> _Task item_
Copy the line containing "Target: light-colored car", then all lines after it up to and including the final line of the material, exactly and without additions.

= = =

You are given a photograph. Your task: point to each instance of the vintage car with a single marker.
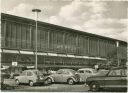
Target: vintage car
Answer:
(115, 78)
(84, 73)
(30, 77)
(64, 75)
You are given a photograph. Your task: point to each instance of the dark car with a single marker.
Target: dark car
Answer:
(64, 75)
(30, 77)
(114, 78)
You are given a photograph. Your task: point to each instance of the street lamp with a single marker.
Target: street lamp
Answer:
(117, 50)
(36, 11)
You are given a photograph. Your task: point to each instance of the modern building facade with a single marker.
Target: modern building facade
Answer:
(57, 46)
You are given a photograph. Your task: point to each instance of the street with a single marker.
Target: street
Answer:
(52, 88)
(47, 88)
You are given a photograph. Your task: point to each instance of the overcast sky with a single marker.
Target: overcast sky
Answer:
(107, 18)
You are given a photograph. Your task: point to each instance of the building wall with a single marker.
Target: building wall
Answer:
(19, 34)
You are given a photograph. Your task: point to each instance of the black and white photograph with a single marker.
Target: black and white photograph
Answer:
(64, 46)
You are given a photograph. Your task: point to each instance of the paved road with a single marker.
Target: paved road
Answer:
(54, 88)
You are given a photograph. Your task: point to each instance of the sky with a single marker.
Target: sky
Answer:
(106, 18)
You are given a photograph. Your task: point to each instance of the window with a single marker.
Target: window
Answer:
(88, 71)
(29, 73)
(123, 72)
(59, 71)
(65, 72)
(81, 71)
(23, 73)
(115, 73)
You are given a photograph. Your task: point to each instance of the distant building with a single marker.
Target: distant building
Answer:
(57, 46)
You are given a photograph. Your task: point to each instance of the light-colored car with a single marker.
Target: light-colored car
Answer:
(86, 72)
(114, 78)
(30, 77)
(64, 75)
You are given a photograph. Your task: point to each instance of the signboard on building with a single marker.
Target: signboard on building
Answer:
(14, 63)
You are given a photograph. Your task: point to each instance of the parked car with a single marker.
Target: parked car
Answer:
(15, 71)
(86, 72)
(115, 78)
(64, 75)
(30, 77)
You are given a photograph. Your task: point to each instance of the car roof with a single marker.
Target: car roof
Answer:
(118, 68)
(31, 70)
(86, 69)
(67, 69)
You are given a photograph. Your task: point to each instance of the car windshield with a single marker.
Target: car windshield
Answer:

= = =

> _Answer to this exercise_
Target: light-colored car
Answer:
(86, 72)
(114, 78)
(30, 77)
(64, 75)
You are given a photograph. Your task: point to each instance of the signboard on building with a single marker.
Target: signboard on building
Answer:
(14, 63)
You are given a photograph. Your task: point to each instance of the parked car with a single marker.
Target: parked car
Answer:
(15, 71)
(86, 72)
(115, 78)
(64, 75)
(30, 77)
You are given a photograph. Your task: point to each instance of the car roof with a single marker.
Target: car roof
Answer:
(118, 68)
(31, 70)
(86, 69)
(67, 69)
You are given a photograph. Your task: point to each instance of the car windshield with a single marker.
Target: car windshield
Answer:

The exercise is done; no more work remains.